= Linhas extraídas =

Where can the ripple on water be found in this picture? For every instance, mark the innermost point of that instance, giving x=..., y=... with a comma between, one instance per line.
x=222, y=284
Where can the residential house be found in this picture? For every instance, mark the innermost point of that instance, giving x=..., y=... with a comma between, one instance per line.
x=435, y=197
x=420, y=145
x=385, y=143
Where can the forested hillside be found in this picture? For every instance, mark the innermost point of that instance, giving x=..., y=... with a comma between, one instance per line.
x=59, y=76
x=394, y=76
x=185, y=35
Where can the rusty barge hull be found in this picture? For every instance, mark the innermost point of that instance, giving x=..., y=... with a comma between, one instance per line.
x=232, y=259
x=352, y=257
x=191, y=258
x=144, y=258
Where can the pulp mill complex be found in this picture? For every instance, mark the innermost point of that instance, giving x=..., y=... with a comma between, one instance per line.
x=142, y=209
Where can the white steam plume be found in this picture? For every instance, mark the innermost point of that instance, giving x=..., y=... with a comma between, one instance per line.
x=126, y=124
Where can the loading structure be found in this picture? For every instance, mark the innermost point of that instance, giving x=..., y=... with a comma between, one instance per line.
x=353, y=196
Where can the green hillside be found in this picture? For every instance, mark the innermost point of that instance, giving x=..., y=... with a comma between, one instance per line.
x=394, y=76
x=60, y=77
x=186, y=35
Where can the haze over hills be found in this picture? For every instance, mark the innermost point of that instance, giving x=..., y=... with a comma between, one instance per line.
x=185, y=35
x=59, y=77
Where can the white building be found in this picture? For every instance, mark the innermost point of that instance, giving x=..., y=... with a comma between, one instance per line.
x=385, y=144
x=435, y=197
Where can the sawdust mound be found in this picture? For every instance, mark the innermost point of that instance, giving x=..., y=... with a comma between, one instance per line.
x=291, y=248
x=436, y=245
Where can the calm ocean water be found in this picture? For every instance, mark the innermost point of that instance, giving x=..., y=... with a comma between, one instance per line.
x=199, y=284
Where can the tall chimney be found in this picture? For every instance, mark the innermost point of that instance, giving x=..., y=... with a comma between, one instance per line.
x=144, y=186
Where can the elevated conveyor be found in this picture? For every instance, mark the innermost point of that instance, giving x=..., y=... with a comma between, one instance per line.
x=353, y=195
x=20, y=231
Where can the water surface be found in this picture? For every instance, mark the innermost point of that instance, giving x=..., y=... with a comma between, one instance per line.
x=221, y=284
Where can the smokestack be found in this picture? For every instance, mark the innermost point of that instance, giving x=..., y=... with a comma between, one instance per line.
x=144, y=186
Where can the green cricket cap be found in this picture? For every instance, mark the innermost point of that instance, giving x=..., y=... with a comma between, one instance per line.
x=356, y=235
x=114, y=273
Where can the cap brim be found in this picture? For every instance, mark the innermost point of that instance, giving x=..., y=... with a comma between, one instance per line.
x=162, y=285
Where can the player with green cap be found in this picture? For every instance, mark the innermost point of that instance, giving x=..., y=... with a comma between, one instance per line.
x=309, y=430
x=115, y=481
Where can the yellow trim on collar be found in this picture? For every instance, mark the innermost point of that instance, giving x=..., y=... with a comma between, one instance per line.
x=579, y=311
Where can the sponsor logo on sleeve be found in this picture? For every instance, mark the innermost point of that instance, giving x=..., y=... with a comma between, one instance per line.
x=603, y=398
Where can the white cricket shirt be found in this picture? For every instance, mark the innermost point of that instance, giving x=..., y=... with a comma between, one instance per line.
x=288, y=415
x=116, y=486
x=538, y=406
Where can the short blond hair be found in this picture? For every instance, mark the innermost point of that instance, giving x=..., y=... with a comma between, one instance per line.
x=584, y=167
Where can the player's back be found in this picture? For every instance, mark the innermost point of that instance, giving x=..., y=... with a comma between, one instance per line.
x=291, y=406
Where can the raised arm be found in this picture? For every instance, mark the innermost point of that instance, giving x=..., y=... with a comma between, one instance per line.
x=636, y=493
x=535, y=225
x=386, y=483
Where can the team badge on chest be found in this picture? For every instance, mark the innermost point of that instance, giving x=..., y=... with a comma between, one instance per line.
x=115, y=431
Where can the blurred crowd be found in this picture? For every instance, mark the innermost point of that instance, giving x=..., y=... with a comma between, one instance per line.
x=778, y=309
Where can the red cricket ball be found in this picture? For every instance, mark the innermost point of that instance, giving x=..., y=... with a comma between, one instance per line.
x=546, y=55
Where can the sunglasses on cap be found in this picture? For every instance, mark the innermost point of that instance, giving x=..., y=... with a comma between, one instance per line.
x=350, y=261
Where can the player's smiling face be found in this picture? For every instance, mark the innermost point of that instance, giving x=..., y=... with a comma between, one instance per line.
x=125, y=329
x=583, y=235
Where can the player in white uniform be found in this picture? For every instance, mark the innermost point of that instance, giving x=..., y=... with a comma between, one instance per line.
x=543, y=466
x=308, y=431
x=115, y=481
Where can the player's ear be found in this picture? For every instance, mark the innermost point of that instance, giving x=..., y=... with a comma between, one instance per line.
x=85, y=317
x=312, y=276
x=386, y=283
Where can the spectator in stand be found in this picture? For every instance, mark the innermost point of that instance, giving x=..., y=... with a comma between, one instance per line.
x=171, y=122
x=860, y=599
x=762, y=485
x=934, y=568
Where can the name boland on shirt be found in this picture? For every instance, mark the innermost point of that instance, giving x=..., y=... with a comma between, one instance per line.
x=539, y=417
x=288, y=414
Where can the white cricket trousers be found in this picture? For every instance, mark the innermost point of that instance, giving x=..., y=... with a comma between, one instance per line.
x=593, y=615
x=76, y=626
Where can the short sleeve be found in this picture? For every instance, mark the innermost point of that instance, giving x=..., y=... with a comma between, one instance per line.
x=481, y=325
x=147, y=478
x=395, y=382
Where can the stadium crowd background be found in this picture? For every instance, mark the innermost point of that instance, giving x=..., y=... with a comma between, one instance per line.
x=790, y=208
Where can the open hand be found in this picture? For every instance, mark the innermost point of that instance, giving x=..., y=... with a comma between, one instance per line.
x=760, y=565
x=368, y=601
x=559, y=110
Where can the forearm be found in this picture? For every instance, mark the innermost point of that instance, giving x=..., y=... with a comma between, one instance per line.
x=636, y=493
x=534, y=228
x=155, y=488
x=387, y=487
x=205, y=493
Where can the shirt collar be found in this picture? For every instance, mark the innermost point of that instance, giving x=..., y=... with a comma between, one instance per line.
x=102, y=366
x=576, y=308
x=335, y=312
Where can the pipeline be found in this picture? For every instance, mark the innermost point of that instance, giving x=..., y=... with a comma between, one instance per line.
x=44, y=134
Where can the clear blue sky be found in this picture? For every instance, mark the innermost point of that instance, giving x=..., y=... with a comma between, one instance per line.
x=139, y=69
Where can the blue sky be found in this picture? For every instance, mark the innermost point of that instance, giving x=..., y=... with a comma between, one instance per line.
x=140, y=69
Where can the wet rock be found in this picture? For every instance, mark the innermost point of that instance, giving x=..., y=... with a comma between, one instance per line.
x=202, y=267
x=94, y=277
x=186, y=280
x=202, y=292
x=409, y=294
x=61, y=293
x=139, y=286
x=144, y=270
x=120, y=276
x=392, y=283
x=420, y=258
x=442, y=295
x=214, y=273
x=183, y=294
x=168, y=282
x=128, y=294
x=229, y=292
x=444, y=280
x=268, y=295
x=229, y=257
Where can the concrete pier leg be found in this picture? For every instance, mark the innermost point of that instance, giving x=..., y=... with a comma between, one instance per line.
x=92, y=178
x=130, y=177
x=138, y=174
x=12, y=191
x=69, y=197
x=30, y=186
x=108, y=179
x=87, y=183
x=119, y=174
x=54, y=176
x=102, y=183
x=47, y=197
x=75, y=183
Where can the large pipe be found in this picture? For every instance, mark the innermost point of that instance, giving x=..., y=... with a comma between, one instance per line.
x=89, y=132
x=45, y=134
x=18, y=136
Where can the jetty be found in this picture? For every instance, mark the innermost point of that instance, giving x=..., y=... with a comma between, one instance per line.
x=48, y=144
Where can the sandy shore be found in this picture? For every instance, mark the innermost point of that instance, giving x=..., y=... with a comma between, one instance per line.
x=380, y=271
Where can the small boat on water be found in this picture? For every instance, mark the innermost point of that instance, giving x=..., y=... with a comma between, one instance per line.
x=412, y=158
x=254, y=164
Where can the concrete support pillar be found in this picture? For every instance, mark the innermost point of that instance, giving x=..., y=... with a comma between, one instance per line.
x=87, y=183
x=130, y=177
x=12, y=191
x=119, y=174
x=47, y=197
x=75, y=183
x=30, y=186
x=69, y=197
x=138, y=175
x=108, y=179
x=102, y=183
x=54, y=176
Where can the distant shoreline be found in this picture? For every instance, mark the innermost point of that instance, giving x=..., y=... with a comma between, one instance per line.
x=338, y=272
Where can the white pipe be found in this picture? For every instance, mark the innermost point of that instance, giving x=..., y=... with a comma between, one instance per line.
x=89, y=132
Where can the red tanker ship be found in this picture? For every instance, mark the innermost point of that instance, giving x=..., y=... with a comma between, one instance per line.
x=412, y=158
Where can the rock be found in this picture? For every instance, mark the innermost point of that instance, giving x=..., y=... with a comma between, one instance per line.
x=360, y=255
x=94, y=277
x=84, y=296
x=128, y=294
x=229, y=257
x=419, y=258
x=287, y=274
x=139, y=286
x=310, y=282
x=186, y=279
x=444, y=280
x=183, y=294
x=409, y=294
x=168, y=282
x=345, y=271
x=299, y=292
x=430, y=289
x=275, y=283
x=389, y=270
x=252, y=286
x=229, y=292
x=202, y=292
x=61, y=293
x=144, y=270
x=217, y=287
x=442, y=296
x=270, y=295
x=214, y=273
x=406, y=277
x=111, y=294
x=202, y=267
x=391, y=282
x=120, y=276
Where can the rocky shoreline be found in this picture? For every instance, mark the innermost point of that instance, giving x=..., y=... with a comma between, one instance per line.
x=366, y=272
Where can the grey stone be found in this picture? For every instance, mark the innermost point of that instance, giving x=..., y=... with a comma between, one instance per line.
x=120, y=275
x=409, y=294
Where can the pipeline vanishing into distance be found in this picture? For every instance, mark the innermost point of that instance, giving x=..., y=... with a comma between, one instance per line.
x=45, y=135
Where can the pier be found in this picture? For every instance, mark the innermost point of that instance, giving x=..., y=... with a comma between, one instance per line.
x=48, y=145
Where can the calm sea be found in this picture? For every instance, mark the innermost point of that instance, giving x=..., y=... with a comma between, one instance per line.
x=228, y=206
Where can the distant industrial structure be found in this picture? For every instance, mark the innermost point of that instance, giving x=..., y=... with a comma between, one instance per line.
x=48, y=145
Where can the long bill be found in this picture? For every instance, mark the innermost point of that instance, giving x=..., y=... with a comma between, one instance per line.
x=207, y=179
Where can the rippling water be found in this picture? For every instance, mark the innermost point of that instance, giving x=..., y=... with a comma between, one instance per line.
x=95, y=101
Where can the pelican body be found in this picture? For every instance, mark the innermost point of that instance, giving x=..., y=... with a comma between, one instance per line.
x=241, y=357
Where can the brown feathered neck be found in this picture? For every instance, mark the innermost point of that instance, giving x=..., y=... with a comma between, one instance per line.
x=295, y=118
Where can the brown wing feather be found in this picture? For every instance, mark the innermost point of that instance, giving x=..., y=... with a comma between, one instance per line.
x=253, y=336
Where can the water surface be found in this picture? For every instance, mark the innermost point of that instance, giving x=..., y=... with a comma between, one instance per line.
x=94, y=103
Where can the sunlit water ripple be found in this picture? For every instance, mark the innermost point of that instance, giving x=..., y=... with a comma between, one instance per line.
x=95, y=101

= Exercício =
Expresse como uma lista JSON de strings as linhas acima que vão do início até a linha que contém "x=222, y=284", incluindo ambas as extremidades. Use uma string por linha e omita as linhas em branco.

= Solução =
[
  "Where can the ripple on water be found in this picture? For every instance, mark the innermost point of that instance, giving x=..., y=... with a comma between, one instance per line.",
  "x=222, y=284"
]